(WORK INSTRUCTIONS)
• A. List every person or character named in the blog post, including the author's byline.
• B. Extract from the blog post the stretch from "Thirty years ago" through "wicker laundry basket.", word for word.

** START PROVIDED PASSAGE **

Wednesday, March 15, 2006

 

The Gay A

I wrote this story a few years ago to be included in a collection I plan to call "Old Cats Don't Purr." The story appeared in a gay magazine called "Letters From Camp Rehoboth." I by the way am not gay but I do belong to Gold's Gym.

YOU ARE SO BEAUTIFUL TO ME! THE CASE OF THE GAY A!

By Dave Frederick

Thirty years ago in the dead of winter I slept on a slatted bed minus the slats. My mattress was thrown on the floor and a bed frame was erected around the parameter. It gave me a sense of security like a cat sleeping inside a wicker laundry basket.
My roommates, Hog Body and Pigpen, had more sense than to schedule a class in English Literature at 7 a.m. a few weeks past the winter solstice. But like Eve in the garden, I was turning over a new leaf and had decided to come out of the cerebral closet.
I stood up and rubbed my eyes turning back to look at my bedding. We had something in common. We were both unmade.

** END PROVIDED PASSAGE **
** START ENTRIES SHOWN **

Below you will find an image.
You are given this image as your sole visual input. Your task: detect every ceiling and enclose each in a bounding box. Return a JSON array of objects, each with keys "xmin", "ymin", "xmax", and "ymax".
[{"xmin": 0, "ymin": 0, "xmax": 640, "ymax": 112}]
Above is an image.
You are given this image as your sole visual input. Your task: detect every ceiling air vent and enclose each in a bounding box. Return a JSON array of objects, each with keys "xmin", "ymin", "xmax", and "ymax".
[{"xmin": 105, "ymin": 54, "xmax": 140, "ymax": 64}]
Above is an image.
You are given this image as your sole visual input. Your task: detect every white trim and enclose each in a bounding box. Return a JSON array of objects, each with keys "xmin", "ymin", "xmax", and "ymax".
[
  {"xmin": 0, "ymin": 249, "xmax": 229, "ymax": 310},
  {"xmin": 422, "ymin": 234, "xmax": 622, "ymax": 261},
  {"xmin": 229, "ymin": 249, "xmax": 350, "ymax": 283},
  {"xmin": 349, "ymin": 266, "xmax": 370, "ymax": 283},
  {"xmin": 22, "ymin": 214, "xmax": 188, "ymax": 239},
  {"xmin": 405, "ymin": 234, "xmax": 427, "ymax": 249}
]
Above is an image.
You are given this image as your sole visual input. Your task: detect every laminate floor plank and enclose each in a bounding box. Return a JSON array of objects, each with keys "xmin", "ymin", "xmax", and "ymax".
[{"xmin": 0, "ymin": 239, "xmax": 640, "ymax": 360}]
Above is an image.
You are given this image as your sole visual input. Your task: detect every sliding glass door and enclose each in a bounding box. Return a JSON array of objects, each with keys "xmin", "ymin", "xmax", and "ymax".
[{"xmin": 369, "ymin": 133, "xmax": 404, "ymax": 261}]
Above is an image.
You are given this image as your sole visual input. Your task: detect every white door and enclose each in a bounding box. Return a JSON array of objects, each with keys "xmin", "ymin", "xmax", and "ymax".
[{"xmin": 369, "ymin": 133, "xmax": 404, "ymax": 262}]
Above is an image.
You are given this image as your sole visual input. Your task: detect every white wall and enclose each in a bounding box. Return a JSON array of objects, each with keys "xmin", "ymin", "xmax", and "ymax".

** END ENTRIES SHOWN **

(SOLUTIONS IN ORDER)
• A. Dave Frederick, Hog Body, Pigpen, Eve

• B.
Thirty years ago in the dead of winter I slept on a slatted bed minus the slats. My mattress was thrown on the floor and a bed frame was erected around the parameter. It gave me a sense of security like a cat sleeping inside a wicker laundry basket.